** Direction **
Copy all of the data below line for line, changing nothing.
┌─ Exercise materials
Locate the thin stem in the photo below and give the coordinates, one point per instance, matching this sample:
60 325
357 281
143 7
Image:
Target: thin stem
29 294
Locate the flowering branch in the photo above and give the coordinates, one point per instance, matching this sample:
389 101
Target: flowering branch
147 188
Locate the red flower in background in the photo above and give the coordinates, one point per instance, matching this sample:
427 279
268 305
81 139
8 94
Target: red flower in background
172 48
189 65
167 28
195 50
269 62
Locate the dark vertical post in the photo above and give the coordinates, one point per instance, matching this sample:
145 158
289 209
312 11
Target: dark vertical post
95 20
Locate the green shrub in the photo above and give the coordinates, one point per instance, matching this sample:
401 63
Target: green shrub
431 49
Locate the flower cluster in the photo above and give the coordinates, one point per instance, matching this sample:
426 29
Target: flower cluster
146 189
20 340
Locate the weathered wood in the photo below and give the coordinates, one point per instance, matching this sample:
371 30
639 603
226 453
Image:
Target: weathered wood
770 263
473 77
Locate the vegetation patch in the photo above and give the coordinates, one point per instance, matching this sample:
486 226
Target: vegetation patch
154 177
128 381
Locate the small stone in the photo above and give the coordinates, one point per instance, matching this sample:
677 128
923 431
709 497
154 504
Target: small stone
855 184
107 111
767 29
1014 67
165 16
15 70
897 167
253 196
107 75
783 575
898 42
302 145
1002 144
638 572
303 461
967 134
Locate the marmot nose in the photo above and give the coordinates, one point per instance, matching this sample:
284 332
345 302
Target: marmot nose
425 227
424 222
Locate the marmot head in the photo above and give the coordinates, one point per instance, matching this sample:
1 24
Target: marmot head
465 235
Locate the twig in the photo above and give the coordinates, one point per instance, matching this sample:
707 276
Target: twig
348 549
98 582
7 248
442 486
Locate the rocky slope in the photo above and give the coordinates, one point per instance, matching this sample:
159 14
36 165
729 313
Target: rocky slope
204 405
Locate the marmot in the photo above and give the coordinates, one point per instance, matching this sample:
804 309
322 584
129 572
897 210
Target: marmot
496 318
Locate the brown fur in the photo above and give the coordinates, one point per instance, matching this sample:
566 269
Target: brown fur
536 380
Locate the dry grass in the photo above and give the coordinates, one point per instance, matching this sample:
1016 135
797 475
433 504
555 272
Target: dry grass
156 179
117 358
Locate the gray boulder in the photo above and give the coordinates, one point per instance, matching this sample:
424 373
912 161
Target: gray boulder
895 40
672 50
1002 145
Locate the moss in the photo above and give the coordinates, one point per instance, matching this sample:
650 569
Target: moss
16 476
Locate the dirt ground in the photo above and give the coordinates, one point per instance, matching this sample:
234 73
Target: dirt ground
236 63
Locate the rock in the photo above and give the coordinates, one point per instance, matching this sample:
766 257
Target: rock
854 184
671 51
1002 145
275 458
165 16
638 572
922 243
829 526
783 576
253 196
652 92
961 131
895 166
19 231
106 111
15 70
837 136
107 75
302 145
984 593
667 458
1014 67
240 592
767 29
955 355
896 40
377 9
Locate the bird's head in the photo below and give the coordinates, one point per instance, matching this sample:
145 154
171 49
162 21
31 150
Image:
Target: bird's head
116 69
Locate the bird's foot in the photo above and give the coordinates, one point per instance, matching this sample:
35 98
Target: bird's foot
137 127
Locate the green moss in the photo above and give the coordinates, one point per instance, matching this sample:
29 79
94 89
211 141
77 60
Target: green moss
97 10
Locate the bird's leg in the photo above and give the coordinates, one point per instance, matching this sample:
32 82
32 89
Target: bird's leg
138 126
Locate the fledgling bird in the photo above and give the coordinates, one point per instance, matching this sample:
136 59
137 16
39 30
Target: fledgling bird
└─
** Written response **
Locate the thin stem in the photo below and give the coordinates, one point per instance, matching this sample:
60 325
357 281
143 7
Image:
Target: thin stem
29 294
Locate the flowering branch in the photo above and give the coordinates, one point per instance, matching this sample:
389 101
Target: flowering branch
147 188
Locate the red flower in background in the photo above and give the coordinates, one point per instance, matching this sample:
427 279
268 305
81 139
8 94
Target: red flower in background
172 48
189 65
167 28
195 50
269 62
Locate the dark vertical post in the photo above and give the coordinates, one point per instance, matching this sample:
145 158
289 209
312 11
Target: dark vertical post
95 20
Locate the green shrub in the photo above and give the coordinates, one point per instance, matching this sample:
401 63
Target: green shrub
431 49
Locate the flower cluster in the photo above and give the coordinates, one point per instance, matching this sample:
426 29
Target: flower cluster
146 189
20 340
Locate the weathered wood in the photo below and give the coordinates, one point per instance, matching this sample:
371 30
639 603
226 453
Image:
Target: weathered wood
770 263
473 77
Locate the vegetation patch in the photo above and give the coordinates, one point per instance, matching this sample:
486 226
Target: vegetation patch
154 177
128 381
Locate the small stone in the photo above and give the coordinates, one point per instance, matching this sample:
677 128
923 431
709 497
154 504
Target: small stone
855 184
107 111
767 29
1014 67
165 16
15 70
897 167
253 196
107 75
783 575
898 42
302 145
1002 144
638 572
303 461
967 134
Locate the marmot nose in the photo above and give the coordinates, one point per instance, matching this sample:
284 332
345 302
Target: marmot nose
425 227
424 222
Locate the marmot head in the photo above and give the coordinates, one point per instance, matching this sample:
1 24
Target: marmot head
465 235
Locate the twig in the photo above and give the coordinates, one point per instance, matching this sample:
707 276
Target: twig
348 549
98 582
7 248
442 486
Locate the rocky slope in the photo above and give the coordinates, one point per instance, matching this sample:
159 14
36 165
729 313
Target: rocky slope
204 405
Locate the marmot in the photo above and give the coordinates, one point per instance, matching this sample:
804 309
322 584
129 572
897 210
Target: marmot
496 318
Locate the brown fur in the photo above and give the coordinates, one point per instance, matching this sample:
566 269
Target: brown fur
536 380
Locate the dry grass in the photo above and give the coordinates, one point per instance, matching this sample:
1016 135
797 475
433 504
555 272
Target: dry grass
156 179
117 358
Locate the gray boulder in the photo above and give the coordinates, one point per instance, matching this sample:
424 373
912 161
Target: gray boulder
895 40
672 50
1002 145
Locate the moss in the photo above and give the coordinates, one point per instance, matching this sample:
650 569
Target: moss
16 476
Locate the dirt ground in the photo above and give the coordinates, one point per instance, matching this sample:
234 73
Target: dirt ground
236 63
Locate the rock in the photo above and give the coordinates, one point per instance, matching this sample:
766 257
Target: rock
854 184
671 51
1002 145
275 458
165 16
638 572
922 243
829 526
783 576
253 196
652 92
961 131
895 166
19 231
106 111
15 70
837 136
107 75
302 145
984 593
667 458
1014 67
240 592
767 29
955 355
896 40
377 9
Locate the bird's head in the photo below and give the coordinates, one point per instance, matching this sample:
145 154
171 49
162 21
31 150
Image:
Target: bird's head
116 69
Locate the bird's foot in the photo above and give the coordinates, one point per instance, matching this sample:
35 98
Target: bird's foot
137 127
Locate the green moss in the photo above and give the coordinates, one point per instance, matching this sample:
29 79
94 89
211 141
77 60
Target: green moss
97 10
Locate the bird's leg in the photo above and give the coordinates, one point per instance, matching this sample:
32 82
32 89
Target: bird's leg
138 126
Locate the fledgling bird in the photo above and give the coordinates, one point per instance, matching this sample:
136 59
137 16
39 30
Target: fledgling bird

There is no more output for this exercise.